Exercise prompt – Write out, unchanged, the lines from the one holding "point: stack of" to the close of the listing. Both the first and last lines belong in it.

-*-

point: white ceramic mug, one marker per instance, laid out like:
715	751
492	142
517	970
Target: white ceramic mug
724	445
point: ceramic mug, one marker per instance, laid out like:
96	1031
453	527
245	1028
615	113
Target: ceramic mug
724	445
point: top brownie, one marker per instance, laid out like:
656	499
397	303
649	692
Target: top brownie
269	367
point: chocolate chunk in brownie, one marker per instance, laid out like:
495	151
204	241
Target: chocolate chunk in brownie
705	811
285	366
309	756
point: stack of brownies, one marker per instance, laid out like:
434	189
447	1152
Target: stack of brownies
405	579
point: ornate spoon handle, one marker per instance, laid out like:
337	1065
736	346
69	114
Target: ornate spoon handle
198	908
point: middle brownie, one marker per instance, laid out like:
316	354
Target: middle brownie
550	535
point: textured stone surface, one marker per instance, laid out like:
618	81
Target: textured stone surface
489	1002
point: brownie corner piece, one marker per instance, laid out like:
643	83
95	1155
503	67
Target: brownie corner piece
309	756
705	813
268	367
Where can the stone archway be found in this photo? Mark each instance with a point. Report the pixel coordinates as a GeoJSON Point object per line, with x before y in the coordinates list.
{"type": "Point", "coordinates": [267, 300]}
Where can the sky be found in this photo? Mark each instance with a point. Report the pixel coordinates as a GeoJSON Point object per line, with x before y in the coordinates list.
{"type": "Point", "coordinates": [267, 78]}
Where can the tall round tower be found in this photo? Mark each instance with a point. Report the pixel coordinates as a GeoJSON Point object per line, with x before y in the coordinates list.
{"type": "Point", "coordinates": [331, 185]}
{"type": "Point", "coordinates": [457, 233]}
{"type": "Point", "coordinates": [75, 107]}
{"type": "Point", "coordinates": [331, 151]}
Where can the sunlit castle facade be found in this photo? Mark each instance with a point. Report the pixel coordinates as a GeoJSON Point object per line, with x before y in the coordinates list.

-*-

Expected output –
point: stack of brownies, one marker per instance, laid out like:
434	189
447	1152
Target: stack of brownies
405	579
point: ornate spoon handle, one marker per instance, laid out like:
337	1065
736	346
69	114
Target: ornate spoon handle
198	908
point: middle brownie, one marker per instance, laid out like:
316	354
Target: middle brownie
550	535
point: textured stone surface, one marker per instance, laid out like:
618	81
Target: textured stone surface
489	1002
point: brownie corner piece, one marker per instance, laid out like:
643	83
95	1155
503	67
Target: brownie corner piece
309	756
705	813
268	367
Where can the stone archway be found in this photo? Mark each instance with a point. Report the pixel coordinates as a GeoJSON Point object per line, with x before y in the coordinates list.
{"type": "Point", "coordinates": [267, 300]}
Where can the sky be found in this photo? Mark each instance with a point. Report the pixel coordinates as a GeoJSON Point object per line, with x before y in the coordinates list.
{"type": "Point", "coordinates": [267, 78]}
Where can the tall round tower be found in this photo? Mark each instance with a point. Report the pixel coordinates as a GeoJSON Point object per line, with x before y in the coordinates list.
{"type": "Point", "coordinates": [331, 185]}
{"type": "Point", "coordinates": [457, 233]}
{"type": "Point", "coordinates": [75, 107]}
{"type": "Point", "coordinates": [331, 151]}
Where can the sunlit castle facade be found in this photo? Mark each instance with a point. Report the pixel coordinates as a GeoJSON Point object per line, with x before y in the coordinates list.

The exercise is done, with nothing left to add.